== DESCRIPTION OF THE TASK ==
Beneath this sentence is a listing. Return its lines from the one containing "Where can you see the illuminated" through the last, exactly, and omit the pictures.

'''

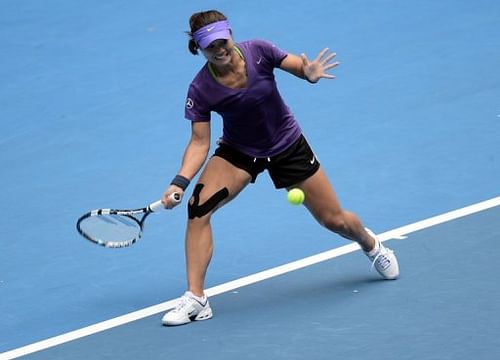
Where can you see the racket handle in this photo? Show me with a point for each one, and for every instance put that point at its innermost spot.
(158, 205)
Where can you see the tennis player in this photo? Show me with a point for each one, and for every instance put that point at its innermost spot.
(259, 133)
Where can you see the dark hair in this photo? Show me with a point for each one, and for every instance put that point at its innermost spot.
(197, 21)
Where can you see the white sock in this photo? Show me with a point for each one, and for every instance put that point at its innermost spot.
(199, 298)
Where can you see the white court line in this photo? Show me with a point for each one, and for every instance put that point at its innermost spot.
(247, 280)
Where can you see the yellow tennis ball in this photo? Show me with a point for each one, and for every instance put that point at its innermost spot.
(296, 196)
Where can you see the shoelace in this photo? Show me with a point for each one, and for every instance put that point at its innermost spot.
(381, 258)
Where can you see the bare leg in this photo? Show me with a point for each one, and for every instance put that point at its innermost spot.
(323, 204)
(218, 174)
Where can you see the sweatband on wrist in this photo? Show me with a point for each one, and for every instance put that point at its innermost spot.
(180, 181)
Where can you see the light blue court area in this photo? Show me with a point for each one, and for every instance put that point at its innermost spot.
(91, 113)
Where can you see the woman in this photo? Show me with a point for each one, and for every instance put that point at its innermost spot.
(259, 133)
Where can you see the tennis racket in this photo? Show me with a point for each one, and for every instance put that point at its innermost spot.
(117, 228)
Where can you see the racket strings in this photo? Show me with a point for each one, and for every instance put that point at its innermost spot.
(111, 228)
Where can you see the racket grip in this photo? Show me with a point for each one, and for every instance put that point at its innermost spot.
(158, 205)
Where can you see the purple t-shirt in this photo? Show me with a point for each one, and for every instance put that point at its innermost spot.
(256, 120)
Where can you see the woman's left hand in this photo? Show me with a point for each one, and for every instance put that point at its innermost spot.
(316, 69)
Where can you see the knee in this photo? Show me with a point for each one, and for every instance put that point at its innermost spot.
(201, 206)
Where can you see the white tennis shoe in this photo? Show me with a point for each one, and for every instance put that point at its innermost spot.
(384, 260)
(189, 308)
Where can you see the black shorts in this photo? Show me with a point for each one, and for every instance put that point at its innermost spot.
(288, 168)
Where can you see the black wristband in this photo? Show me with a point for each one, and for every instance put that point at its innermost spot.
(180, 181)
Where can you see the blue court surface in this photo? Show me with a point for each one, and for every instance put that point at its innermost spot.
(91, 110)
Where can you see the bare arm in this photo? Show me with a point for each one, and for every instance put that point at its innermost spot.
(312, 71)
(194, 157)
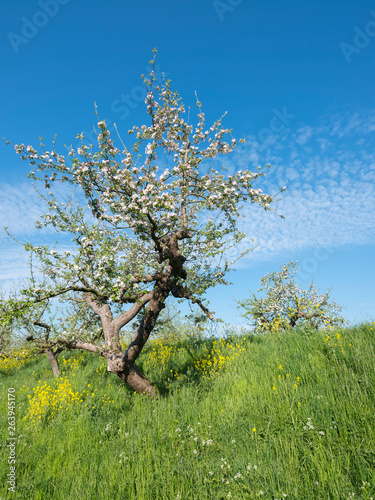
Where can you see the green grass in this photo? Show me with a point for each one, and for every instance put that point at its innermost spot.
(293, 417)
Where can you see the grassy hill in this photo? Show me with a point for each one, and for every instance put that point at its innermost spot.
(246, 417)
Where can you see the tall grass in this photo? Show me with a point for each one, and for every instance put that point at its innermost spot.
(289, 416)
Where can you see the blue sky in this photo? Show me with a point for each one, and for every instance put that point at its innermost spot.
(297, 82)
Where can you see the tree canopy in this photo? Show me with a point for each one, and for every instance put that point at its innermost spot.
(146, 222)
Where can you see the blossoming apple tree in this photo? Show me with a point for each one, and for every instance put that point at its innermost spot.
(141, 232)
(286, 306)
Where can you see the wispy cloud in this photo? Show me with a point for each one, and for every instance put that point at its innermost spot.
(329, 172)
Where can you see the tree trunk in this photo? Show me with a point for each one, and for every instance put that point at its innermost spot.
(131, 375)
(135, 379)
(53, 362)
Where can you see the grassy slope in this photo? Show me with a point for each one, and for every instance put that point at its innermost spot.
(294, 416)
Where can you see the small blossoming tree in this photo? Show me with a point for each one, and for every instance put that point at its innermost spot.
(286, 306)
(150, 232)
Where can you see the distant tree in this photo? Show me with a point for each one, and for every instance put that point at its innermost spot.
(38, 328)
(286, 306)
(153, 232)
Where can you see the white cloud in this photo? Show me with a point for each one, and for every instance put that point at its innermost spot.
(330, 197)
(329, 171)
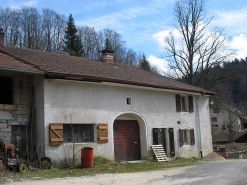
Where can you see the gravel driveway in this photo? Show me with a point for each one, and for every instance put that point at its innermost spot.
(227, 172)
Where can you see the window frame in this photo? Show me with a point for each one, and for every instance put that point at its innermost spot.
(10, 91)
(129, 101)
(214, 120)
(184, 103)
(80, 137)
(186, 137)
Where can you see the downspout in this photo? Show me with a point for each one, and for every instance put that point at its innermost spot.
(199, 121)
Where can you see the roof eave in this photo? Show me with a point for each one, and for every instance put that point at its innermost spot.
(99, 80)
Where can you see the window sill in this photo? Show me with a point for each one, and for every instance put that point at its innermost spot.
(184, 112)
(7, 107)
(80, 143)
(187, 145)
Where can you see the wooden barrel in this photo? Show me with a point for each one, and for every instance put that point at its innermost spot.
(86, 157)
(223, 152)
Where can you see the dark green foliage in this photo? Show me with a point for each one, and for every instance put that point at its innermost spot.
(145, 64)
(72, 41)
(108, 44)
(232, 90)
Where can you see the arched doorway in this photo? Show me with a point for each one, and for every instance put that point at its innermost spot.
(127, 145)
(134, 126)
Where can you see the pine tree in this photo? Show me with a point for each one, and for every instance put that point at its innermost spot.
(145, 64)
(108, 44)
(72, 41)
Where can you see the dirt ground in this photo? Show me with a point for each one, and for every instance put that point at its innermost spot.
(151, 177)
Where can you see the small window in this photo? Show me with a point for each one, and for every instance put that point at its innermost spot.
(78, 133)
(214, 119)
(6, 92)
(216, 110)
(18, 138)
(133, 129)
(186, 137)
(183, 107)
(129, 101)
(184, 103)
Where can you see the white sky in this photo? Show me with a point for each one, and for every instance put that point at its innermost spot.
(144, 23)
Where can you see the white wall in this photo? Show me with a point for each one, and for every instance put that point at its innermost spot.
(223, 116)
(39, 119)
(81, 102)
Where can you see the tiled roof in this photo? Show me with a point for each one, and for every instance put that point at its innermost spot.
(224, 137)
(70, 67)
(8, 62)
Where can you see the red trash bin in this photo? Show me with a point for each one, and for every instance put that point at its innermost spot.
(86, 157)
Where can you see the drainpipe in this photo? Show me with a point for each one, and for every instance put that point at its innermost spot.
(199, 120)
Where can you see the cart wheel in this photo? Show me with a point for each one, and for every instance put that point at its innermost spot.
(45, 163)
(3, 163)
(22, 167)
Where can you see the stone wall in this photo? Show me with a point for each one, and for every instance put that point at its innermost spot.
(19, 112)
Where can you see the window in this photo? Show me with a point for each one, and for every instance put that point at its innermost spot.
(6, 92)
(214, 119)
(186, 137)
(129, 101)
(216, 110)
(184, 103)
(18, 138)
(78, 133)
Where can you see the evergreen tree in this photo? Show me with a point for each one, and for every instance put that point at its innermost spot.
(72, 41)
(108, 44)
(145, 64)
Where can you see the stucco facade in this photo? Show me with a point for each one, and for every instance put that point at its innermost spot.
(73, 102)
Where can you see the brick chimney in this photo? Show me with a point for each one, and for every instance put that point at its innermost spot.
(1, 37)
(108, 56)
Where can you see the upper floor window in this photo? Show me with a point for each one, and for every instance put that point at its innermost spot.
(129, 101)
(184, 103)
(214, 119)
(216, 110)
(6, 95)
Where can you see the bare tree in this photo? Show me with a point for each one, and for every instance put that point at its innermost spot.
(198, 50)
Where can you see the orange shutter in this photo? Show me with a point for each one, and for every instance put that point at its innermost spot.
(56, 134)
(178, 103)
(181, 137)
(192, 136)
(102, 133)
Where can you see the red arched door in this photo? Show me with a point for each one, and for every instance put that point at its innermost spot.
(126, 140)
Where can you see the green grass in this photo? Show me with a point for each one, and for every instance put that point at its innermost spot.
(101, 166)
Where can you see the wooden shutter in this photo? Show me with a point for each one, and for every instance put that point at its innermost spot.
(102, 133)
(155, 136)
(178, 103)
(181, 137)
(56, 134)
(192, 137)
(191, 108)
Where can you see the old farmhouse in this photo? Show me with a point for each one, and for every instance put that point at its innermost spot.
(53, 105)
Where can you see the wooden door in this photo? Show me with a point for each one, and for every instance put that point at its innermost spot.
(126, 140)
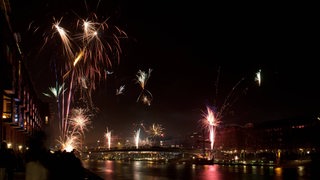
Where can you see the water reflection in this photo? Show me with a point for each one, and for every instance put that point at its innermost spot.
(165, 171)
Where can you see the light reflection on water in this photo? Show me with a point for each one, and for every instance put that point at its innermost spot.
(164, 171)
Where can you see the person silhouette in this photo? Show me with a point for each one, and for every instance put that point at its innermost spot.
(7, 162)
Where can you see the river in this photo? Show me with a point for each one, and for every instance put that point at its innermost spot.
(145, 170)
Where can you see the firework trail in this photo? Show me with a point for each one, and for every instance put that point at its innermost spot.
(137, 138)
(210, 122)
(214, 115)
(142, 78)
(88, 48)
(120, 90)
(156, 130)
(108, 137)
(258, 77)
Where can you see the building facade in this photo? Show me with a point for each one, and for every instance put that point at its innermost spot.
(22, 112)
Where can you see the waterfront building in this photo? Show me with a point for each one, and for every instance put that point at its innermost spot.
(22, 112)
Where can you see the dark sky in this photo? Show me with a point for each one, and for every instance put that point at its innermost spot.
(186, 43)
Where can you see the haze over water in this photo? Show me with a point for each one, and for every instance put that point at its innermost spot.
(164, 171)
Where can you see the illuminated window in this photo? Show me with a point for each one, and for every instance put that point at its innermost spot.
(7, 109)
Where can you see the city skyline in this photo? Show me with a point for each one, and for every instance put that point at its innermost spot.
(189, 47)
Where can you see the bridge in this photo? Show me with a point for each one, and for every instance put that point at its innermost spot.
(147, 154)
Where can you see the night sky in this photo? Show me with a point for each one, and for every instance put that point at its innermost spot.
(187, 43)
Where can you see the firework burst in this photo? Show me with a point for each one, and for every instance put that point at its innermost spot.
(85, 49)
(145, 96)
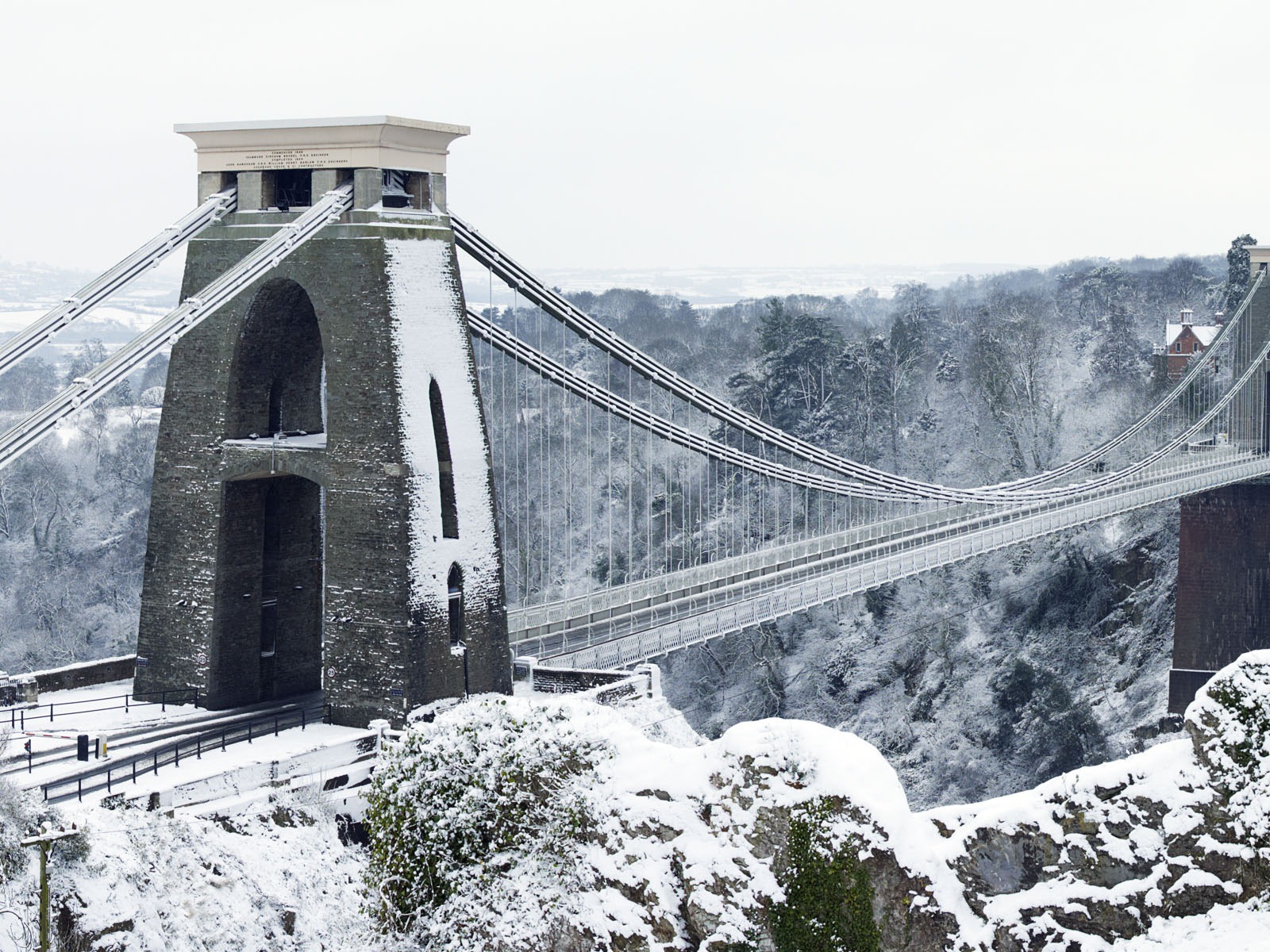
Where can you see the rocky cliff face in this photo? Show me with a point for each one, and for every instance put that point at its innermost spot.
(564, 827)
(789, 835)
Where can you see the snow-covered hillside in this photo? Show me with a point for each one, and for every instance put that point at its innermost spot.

'''

== THE COMPLETED TASK ==
Where can you see the illuminated window in this photo? Show me with a point for each one, and for every instance put that point at its innermost spot.
(7, 109)
Where can you see the city skyline in this photo? Show me with a point for each one, and for every instance put that point at its innermost spot.
(189, 47)
Where can you see the bridge in this photo? Show me with a point for each one, and for every instance put that point at its innermost spot.
(147, 154)
Where can you see the night sky in this photo? Show me with a point for each one, and for every instance put that point at its innermost spot.
(187, 43)
Where can you see the firework burst in this photo? Show me with a point for each one, and for every instance put that point at its innermost spot.
(85, 49)
(145, 96)
Where can you see the rocky cliff face in this photo? Show me with a point for each one, and for every instance put that point at its innermost spot.
(564, 827)
(789, 835)
Where can you see the snow-covered hillside in this photo? Show me with a point for each one, and for every instance put that point at its innermost spot.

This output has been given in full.